→ **SOURCE EXTRACT**
|---|
During the quarter, World Gaming, a DCF portfolio company, sold its operational assets to Cineplex Inc. (“Cineplex”). As part of the transaction, Cineplex paid US$10 million to acquire the assets in exchange for 80% ownership of the new company, and will invest an additional US$5 million to expand the business model. In connection with the transaction, DCF expects to receive approximately $6.6 million, net of transaction costs. In addition, DCF will continue to hold a small indirect equity interest in the new company going forward. The transaction resulted in a net overall gain for the Company during the quarter, shown as a net change in unrealized appreciation offset by realized capital losses, as further discussed below.
For the three months ended September 30, 2015, the Company recognized $19.2 million of net realized capital losses, primarily from the World Gaming transaction. During the same period last year, net realized gains on investments and marketable securities were $0.3 million.
The Company recorded $26.7 million of net unrealized gain on investments and marketable securities during the third quarter of 2015, compared to $10.0 million of net unrealized loss in the third quarter of 2014. The net unrealized gain recorded during the quarter was primarily due to the reversal of previously unrealized loss on its investment in World Gaming that was realized when it was sold. In addition, the Company marked up its investments in Infraredx, based on the expected proceeds from the sale of Infraredx debentures subsequent to quarter-end, and Ethoca, based on the valuation established from the most recent round of financing completed by Ethoca. These gains were partially offset by mark-downs on some of our early-stage private investments.
Other income decreased from $2.2 million for the three months ended September 30, 2014 to $0.6 million for the three months ended September 30, 2015. The decrease in other income was primarily due to lower interest and dividend income totaling $0.6 million, down from $1.6 million in the same period of 2014, due to smaller holdings of convertible debentures and debentures.
|---|
Saved entries
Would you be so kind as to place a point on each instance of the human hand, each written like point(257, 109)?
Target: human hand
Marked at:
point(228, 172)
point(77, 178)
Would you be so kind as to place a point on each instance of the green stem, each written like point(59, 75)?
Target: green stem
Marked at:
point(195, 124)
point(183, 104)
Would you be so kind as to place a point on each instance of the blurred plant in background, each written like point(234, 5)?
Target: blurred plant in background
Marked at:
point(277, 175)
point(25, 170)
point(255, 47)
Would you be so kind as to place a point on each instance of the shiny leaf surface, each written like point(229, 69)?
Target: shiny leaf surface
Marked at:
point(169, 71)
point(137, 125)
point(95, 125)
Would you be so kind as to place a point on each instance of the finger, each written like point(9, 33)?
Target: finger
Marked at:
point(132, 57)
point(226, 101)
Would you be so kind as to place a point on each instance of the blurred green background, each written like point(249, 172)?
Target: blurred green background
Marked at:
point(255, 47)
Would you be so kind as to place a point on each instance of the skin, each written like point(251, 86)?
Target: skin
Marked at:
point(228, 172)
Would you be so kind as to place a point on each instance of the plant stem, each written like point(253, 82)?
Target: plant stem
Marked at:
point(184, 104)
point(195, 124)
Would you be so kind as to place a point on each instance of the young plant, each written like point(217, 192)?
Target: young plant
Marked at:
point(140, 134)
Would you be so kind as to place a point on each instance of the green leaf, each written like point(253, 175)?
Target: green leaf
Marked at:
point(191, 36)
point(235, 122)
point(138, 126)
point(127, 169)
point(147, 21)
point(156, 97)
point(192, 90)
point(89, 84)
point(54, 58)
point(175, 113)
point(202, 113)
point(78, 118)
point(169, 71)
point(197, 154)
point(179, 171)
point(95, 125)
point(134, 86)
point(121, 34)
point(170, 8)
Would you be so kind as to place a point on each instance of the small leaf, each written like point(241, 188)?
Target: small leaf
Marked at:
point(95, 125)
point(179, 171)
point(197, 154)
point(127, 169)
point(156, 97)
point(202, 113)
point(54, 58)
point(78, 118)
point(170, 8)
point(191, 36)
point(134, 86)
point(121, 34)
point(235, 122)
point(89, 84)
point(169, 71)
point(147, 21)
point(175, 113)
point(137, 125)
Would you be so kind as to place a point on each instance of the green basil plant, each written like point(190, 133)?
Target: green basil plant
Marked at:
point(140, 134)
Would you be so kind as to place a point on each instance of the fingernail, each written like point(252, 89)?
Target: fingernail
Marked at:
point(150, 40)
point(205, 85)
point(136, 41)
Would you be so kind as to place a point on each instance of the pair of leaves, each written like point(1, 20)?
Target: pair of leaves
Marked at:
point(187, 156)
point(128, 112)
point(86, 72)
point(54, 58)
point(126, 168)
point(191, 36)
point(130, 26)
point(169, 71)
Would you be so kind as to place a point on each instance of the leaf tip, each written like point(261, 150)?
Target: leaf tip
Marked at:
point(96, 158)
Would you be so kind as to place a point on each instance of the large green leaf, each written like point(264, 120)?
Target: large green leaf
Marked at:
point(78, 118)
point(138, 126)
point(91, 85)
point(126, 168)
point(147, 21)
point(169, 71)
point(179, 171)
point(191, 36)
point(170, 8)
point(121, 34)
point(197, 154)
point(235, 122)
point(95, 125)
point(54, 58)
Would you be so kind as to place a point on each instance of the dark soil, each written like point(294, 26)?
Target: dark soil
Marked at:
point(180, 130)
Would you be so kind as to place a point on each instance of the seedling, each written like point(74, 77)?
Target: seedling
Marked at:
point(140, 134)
|---|
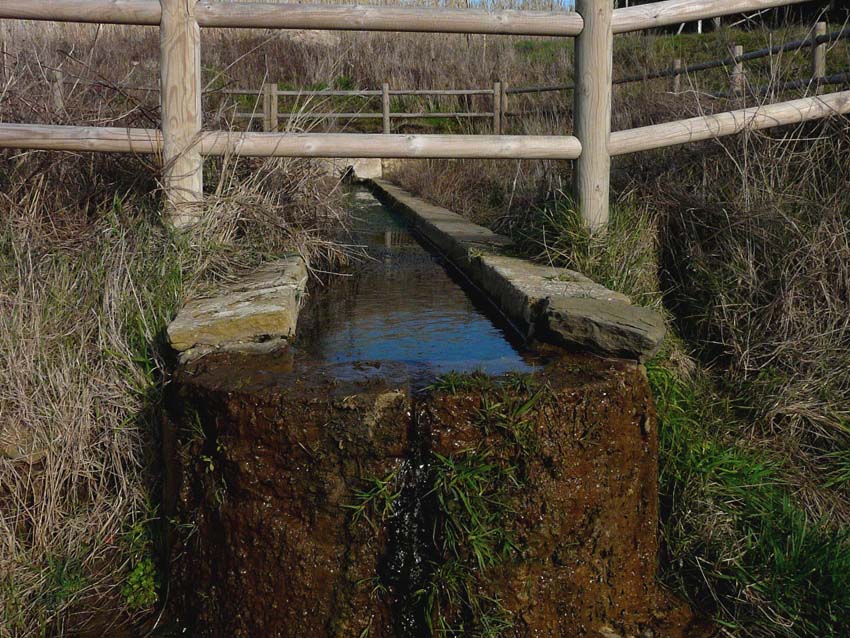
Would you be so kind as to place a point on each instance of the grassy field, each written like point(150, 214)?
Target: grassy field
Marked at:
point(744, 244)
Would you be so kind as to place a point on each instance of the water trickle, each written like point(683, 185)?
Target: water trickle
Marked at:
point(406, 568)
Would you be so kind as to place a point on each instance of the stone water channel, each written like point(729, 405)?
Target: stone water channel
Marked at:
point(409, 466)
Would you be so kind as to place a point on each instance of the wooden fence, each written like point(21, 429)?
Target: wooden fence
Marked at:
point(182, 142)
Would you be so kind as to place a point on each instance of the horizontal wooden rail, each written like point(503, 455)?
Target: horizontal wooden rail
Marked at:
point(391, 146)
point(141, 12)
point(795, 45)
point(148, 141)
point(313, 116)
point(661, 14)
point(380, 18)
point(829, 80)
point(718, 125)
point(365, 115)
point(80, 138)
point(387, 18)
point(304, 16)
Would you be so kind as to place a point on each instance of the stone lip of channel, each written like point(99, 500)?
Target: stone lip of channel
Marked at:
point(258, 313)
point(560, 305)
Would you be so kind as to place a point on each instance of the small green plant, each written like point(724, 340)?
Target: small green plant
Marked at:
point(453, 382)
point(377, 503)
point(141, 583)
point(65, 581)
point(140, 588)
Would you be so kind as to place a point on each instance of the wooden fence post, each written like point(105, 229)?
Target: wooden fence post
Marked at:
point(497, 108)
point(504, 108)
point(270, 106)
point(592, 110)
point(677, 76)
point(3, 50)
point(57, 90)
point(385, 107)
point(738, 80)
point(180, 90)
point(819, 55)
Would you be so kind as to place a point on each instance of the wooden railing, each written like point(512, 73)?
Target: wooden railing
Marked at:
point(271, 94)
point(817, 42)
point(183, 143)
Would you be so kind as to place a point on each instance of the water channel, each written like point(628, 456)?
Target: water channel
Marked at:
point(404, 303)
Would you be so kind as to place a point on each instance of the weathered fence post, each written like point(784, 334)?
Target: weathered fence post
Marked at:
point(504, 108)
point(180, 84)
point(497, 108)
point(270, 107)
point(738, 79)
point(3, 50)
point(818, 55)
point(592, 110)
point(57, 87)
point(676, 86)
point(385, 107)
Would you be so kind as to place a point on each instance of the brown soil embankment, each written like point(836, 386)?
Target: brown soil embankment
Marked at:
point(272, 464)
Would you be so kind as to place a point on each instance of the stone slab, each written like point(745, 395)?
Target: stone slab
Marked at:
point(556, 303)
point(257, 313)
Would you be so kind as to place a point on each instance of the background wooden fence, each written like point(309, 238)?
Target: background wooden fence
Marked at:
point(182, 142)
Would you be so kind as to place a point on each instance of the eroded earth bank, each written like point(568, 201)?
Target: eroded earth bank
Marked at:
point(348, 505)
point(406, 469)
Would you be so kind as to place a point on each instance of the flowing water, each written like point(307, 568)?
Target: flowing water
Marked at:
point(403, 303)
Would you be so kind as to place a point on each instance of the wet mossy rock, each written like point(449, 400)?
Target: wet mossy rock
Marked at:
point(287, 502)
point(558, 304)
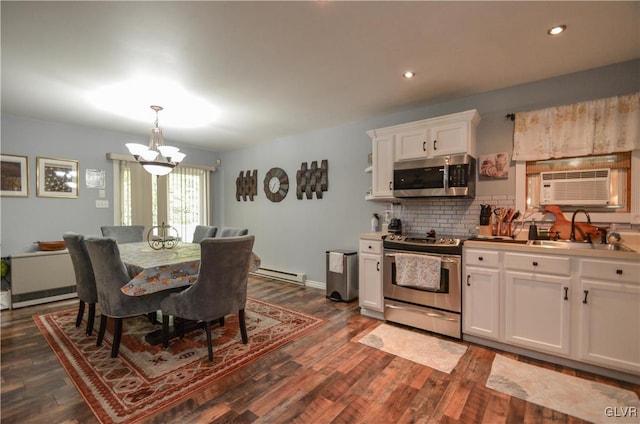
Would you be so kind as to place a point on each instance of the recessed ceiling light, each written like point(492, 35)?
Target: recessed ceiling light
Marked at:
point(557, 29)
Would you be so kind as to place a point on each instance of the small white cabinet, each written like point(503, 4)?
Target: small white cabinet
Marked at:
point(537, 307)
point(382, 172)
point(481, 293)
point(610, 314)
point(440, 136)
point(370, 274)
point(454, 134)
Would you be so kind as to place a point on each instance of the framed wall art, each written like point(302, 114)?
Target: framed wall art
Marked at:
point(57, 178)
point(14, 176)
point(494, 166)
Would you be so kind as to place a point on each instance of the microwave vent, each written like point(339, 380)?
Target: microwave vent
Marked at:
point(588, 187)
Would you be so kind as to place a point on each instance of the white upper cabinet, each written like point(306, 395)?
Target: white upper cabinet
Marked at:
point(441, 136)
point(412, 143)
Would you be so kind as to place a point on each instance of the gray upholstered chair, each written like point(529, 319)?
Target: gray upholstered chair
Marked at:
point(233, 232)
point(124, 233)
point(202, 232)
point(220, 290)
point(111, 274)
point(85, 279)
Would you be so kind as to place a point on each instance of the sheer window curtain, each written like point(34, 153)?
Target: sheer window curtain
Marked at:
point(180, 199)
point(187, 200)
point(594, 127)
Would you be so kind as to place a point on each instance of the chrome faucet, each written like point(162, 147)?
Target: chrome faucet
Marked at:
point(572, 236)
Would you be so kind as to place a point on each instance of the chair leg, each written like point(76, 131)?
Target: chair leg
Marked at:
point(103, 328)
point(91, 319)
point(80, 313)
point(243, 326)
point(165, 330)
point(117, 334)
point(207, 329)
|---|
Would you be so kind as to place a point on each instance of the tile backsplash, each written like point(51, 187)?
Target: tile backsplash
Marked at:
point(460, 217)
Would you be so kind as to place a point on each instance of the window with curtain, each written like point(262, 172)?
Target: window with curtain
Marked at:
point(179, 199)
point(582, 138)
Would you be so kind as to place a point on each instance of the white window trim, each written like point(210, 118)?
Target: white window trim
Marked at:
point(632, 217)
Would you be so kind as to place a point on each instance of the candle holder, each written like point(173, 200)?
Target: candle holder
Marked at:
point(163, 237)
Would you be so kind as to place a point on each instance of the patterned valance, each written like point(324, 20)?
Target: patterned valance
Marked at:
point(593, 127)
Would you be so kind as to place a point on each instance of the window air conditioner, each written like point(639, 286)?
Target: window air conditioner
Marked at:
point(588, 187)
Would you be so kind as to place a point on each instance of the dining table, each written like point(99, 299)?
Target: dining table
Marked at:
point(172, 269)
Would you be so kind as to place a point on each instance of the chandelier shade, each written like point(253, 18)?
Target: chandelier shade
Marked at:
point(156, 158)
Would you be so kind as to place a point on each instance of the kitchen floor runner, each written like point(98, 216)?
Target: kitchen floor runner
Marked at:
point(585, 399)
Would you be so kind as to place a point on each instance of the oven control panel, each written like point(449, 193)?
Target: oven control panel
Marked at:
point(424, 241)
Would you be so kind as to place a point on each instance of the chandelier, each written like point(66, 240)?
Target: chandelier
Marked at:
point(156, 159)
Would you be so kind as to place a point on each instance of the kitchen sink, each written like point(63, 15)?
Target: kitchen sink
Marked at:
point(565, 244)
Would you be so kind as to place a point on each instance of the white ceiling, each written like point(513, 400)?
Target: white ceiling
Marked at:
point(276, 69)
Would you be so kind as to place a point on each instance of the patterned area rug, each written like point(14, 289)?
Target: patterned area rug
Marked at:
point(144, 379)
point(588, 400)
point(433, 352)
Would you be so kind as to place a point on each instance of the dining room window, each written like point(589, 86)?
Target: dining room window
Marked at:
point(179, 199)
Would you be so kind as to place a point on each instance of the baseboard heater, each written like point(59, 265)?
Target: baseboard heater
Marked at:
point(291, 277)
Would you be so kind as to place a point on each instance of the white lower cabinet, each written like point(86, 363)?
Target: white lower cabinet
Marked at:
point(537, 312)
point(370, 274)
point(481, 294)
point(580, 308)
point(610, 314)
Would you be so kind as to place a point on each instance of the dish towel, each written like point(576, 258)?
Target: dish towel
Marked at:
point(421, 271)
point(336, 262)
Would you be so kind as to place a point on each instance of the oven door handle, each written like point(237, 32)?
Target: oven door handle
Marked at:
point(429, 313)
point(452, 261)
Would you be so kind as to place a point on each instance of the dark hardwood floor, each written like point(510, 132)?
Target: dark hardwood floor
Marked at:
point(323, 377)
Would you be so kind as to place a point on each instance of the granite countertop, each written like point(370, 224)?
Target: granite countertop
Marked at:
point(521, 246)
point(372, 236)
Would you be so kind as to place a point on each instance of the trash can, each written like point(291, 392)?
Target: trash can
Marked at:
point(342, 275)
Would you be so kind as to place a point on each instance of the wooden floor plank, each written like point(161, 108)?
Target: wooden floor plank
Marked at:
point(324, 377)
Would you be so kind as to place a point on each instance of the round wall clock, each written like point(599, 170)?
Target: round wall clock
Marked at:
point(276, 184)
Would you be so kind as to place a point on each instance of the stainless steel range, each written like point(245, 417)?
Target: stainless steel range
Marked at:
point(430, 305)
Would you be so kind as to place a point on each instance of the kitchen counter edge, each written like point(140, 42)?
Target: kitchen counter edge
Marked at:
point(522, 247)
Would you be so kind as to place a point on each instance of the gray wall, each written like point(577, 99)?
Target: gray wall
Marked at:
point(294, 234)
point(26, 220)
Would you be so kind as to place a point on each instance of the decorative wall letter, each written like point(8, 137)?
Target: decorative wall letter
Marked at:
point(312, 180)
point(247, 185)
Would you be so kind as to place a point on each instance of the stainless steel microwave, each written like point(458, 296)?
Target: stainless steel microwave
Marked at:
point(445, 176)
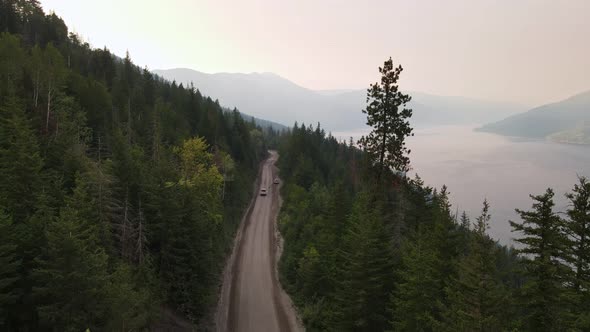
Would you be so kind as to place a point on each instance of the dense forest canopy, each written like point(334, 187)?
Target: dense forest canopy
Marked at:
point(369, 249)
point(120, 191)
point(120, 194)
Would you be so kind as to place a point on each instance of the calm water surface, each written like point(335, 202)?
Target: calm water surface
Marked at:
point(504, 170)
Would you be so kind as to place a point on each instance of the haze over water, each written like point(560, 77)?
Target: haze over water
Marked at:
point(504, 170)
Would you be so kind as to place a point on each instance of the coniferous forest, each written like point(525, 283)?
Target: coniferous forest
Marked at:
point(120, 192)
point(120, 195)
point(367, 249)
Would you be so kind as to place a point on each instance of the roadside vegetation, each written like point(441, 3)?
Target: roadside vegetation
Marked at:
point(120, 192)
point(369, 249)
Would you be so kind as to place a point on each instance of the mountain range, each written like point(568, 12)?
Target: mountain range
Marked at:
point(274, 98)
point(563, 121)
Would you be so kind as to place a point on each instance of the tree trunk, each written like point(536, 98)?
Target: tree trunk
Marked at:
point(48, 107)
|---|
→ **STATED GOAL 1**
Arrange the saved entries that run from the line containing "like point(252, 89)?" through the line containing "point(180, 130)", both lines included, as a JSON list of strings with one string per line and blank lines left out.
→ **STATED GOAL 2**
Pick up the quarterly results excerpt after its last sentence and continue writing it.
The quarterly results excerpt and the saved entries are unrelated pieces of material.

→ **RESPONSE 1**
[
  "Would you be so kind as to place a point on each instance of the fingernail, each written like point(252, 89)?",
  "Target: fingernail",
  "Marked at:",
  "point(150, 40)",
  "point(205, 85)",
  "point(136, 41)",
  "Would you be so kind as to place a point on each instance of the pair of leaves, each written like point(1, 20)?",
  "Target: pair of leaves",
  "Marked at:",
  "point(187, 156)",
  "point(128, 112)",
  "point(86, 72)",
  "point(54, 58)",
  "point(126, 168)",
  "point(191, 36)",
  "point(130, 26)",
  "point(169, 71)",
  "Would you be so kind as to place a point on each instance of the leaf tip, each written like point(261, 150)?",
  "Target: leaf tip",
  "Marked at:",
  "point(96, 158)",
  "Would you be so kind as to place a point on each instance of the large green leaf, each written like point(264, 120)?",
  "Target: large green leaf",
  "Marked at:",
  "point(78, 118)",
  "point(138, 126)",
  "point(91, 85)",
  "point(126, 168)",
  "point(147, 21)",
  "point(169, 71)",
  "point(179, 171)",
  "point(191, 36)",
  "point(170, 8)",
  "point(121, 34)",
  "point(197, 154)",
  "point(235, 122)",
  "point(95, 125)",
  "point(54, 58)",
  "Would you be so kind as to place a point on each instance of the dark soil, each written like point(294, 26)?",
  "Target: dark soil",
  "Marked at:",
  "point(180, 130)"
]

→ **RESPONSE 2**
Total expenses during the quarter ended September 30, 2015 were $4.2 million compared to $4.6 million for the quarter ended September 30, 2014. Included in total expenses during the quarter was a non-recurring $1.4 million transaction cost related to the World Gaming sale. Similarly, total expenses in the same period last year were also impacted by non-recurring professional fees associated with Diversified Royalty Corp. (formerly known as Benev Capital Inc.) and the Lignol Energy Corporation receivership proceedings.
Please refer to the section regarding forward-looking statements which form an integral part of this release. The unaudited financial statements and Management’s Discussion and Analysis for September 30, 2015, are available on the Company’s website at http://www.differencecapital.com and on SEDAR at http://www.sedar.com.
About Difference Capital Financial Inc.
Difference Capital Financial Inc. invests in and advises growth companies. We leverage our capital market expertise to help unlock value in technology, media and healthcare companies as they approach important milestones in their business lifecycle. Difference Capital Financial Inc.’s common shares and convertible debentures are traded on the Toronto Stock Exchange under the symbols “DCF” and “DCF.DB,” respectively.
Caution Regarding Forward-Looking Statements
Certain statements contained in this press release may be deemed “forward-looking statements.” Forward-looking statements are statements that are not historical facts and are generally, but not always, identified by the words “expects,” “plans,” “anticipates,” “believes,” “intends,” “estimates,” “projects,” “potential,” “scheduled,” and similar expressions, or that events or conditions “will,” “would,” “may,” “could” or “should” occur. Although DCF believes that the expectations reflected in those forward-looking statements are reasonable, no assurance can be given that these expectations will prove to be correct and such forward-looking statements included in this press release should not be unduly relied upon. These statements speak only as of the date of this press release. DCF undertakes no obligation to publicly update or revise any forward looking statements, whether as a result of new information, future events or otherwise, other than as required by applicable law.
 Net asset value is a non-IFRS financial measure and is calculated by subtracting the aggregate fair value of the liabilities of the Company from the aggregate fair value of the assets divided by the number of common shares outstanding as at a specific date. The term net asset value per share does not have any standardized meaning according to IFRS and therefore may not be comparable to similar measures presented by other companies.